— GIVEN PASSAGE —
Anyone who follows the city’s finances expected this. All of our elected officials have been expecting this.

I got around to reading the Comprehensive Annual Financial Report, which was issued on February 5th, on last Saturday, February 27th. I wrote and published my article about the very significant adjustment on February 28th. Citywatch picked it up on the 29th….and still beat the city’s press release by a day! I thought I was slow.

It is common- in the interest of transparency – to disclose material adjustments to an entity’s financial position in sufficient detail to stakeholders, whether they are shareholders, investors or, in the case of a governmental unit, taxpayers and others who pays fees for public services. Such disclosures should be timely, too. Almost a full month after the financial statements were released is not timely.

However, worse than the poor timeliness, was the lack of sufficient detail.

The nature of the disclosure was simply that it was mandatory. The Governmental Accounting Standards Board (GASB) issued pronouncement 68 requiring that unfunded pension liabilities be included in the face of the financial statements, identified as Net Pension Liability. The statements, cover letter and subsequent, but late, press release did not offer any explanation as to why GASB issued the new reporting requirement, that it was necessary to emphasize the impact defined benefit plans had on governments’ long-term resources.

Furthermore, the treatment on the financial statements is still not as transparent as it should. According to a white paper issued by California Committee on Municipal Accounting (a joint committee comprised of representatives of the League of California Cities and the California Society of Certified Public Accountants) the Unfunded Pension Liabilities will become a new liability on the Statement of Net Position, appropriately named “Net Pension Liability.”

— DATASET ENTRIES —
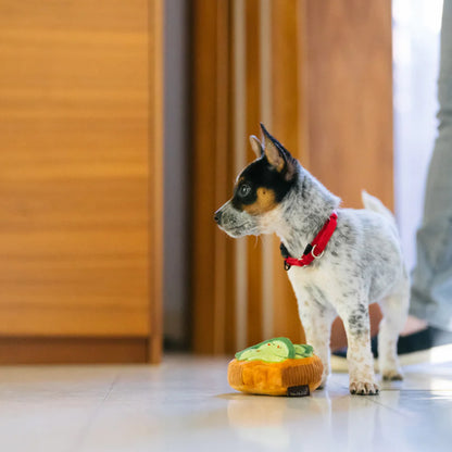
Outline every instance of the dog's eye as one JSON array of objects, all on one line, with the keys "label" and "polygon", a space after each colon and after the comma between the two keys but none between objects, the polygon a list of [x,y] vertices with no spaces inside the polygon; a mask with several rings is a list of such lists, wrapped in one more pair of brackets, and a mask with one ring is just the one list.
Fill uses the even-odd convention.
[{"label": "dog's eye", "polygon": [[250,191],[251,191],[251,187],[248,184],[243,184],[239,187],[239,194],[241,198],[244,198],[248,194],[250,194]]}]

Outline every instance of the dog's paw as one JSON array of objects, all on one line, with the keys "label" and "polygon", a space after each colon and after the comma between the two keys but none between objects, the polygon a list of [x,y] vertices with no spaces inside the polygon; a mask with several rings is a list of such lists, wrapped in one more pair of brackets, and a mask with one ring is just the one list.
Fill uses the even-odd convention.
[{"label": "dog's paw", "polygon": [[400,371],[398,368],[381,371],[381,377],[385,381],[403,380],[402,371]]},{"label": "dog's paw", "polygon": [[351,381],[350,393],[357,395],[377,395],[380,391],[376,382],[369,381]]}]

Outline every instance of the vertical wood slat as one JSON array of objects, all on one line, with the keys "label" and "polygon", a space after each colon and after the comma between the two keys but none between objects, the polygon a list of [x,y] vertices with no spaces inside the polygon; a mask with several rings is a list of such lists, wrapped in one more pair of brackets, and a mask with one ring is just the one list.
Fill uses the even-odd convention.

--

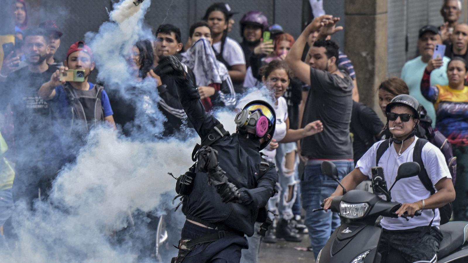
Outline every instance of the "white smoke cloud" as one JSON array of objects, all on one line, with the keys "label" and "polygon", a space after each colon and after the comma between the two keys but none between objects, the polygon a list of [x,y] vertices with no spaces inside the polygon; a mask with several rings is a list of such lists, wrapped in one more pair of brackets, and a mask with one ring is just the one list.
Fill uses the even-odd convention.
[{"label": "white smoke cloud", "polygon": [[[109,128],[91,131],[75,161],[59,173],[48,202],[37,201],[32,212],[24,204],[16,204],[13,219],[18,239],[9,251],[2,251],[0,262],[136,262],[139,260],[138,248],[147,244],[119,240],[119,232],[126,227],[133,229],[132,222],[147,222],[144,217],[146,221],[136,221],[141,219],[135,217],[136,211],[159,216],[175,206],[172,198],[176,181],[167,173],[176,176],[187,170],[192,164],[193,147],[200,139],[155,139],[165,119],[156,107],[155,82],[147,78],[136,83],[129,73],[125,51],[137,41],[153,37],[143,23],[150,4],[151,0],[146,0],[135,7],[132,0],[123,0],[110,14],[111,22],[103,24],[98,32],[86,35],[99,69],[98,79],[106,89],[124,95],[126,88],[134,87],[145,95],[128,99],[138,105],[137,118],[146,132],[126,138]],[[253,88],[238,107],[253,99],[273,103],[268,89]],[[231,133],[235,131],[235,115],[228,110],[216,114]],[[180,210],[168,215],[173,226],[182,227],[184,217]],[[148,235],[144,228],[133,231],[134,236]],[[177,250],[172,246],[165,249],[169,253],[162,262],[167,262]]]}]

...

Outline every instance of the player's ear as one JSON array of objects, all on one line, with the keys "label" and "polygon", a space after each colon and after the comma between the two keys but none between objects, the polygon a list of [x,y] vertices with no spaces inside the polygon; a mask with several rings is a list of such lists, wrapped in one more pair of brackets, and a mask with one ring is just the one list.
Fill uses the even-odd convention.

— INSTRUCTIONS —
1. List every calendar date mentioned in the passage about the city's financial report.
2. Write a continuation of the passage on the city's pension liability reporting, starting after its final sentence.

— TASK RESPONSES —
1.
February 5th
February 27th
February 28th
the 29th

2.
I challenge anyone to find a line in the CAFR’s Statement of Financial Position that states “Net Pension Liability.”

Instead, you will find “Non-Current Liabilities due in more than one year.”

Only if you compared that line with last year’s CAFR could you determine the impact on the liabilities. So, the most significant, long-term liability is buried. You must dig much further by diving into the notes to get a sense of what occurred – that is simply what GASB 68 was trying to avoid.

As I mentioned, the press release is short on details.

But it also obfuscates the result by aggregating the impact on a city-wide basis instead of the operating segments.

If you break it out by segments, the Government Activities segment took the brunt of the adjustment, putting its equity in negative territory. This is the segment responsible for core services residents depend on for quality of life. It includes public safety, recreation and transportation, among others.

No where is there a discussion of how the Net Pension Liability is likely to grow. City contributions to retirement plans as a percentage of payroll has been growing steadily (see my previous article). That is a reflection of the increasing burden the retirement plans are having on the budget.

Ron Galperin is the best controller Los Angeles as ever had – by far.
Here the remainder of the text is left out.